The problem:
Print the lines of the entries below word for word, starting at the line that contains "Could you please outline every instance of the beige" and ending with the last line of the entries.

--- Start of Entries ---

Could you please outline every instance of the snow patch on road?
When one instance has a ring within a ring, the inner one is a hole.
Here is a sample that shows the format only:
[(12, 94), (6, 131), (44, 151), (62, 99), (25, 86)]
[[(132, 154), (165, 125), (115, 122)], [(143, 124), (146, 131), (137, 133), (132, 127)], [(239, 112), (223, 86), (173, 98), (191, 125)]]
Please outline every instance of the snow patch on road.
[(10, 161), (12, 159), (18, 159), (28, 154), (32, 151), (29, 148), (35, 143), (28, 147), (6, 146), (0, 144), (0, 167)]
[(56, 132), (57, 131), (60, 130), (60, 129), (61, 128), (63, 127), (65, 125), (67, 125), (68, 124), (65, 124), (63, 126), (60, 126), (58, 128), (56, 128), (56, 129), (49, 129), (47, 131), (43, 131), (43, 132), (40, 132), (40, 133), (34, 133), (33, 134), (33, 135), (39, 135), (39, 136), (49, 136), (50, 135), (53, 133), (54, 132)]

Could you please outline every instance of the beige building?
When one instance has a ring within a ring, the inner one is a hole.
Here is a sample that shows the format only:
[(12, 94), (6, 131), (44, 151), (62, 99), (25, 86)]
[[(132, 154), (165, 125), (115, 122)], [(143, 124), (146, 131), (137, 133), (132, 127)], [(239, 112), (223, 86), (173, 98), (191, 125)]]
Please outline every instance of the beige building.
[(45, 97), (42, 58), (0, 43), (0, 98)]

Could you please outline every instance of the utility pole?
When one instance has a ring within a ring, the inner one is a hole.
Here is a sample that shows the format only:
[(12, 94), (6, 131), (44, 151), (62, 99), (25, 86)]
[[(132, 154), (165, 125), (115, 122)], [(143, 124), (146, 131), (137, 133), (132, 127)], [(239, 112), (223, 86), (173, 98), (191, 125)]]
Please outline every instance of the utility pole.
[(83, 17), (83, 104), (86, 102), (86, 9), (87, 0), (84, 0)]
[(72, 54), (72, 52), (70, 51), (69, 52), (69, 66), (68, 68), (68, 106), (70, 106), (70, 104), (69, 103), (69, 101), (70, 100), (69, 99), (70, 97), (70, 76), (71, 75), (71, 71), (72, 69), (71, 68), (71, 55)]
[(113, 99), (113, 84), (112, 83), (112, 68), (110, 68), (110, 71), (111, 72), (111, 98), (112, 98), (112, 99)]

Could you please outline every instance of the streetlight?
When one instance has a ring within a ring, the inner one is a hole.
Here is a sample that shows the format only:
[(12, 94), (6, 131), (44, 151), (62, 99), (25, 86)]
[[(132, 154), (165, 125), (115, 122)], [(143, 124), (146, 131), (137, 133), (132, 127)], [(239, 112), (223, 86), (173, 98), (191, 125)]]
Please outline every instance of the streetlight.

--- End of Entries ---

Result below:
Could you please outline every instance of the beige building?
When one instance has a ring within a ring, the inner one is a hole.
Here is a sample that shows the format only:
[(12, 94), (6, 131), (44, 151), (62, 99), (25, 86)]
[[(132, 154), (165, 125), (115, 122)], [(143, 124), (146, 131), (137, 133), (132, 127)], [(239, 112), (223, 86), (173, 98), (191, 125)]]
Please outline every instance of the beige building.
[(45, 97), (42, 58), (0, 43), (0, 98)]

Could you please outline every instance of the utility pole?
When one instance has a ring within a ring, the inner one is a hole.
Here is a sample that shows the format only:
[(12, 94), (6, 131), (44, 151), (62, 99), (25, 86)]
[[(132, 154), (165, 125), (115, 122)], [(143, 124), (146, 131), (137, 133), (132, 127)], [(239, 112), (223, 86), (173, 98), (191, 125)]]
Please outline every instance of the utility pole.
[(83, 17), (83, 104), (86, 102), (86, 9), (87, 0), (84, 0)]
[(72, 54), (72, 52), (70, 51), (69, 52), (69, 66), (68, 68), (68, 106), (70, 106), (70, 104), (69, 103), (69, 101), (70, 100), (69, 99), (70, 97), (70, 76), (71, 75), (71, 71), (72, 69), (71, 68), (71, 55)]
[(113, 99), (113, 84), (112, 83), (112, 68), (110, 68), (110, 71), (111, 72), (111, 98), (112, 98), (112, 99)]

Could you please outline every instance of the streetlight?
When one instance has a ring within a ring, the inner one is a hole.
Here is a sample that shows the format only:
[(12, 94), (6, 131), (44, 151), (62, 99), (25, 86)]
[[(132, 154), (165, 125), (115, 122)], [(143, 124), (146, 131), (137, 133), (132, 127)], [(239, 112), (223, 86), (173, 98), (191, 125)]]
Please outline every instance of the streetlight.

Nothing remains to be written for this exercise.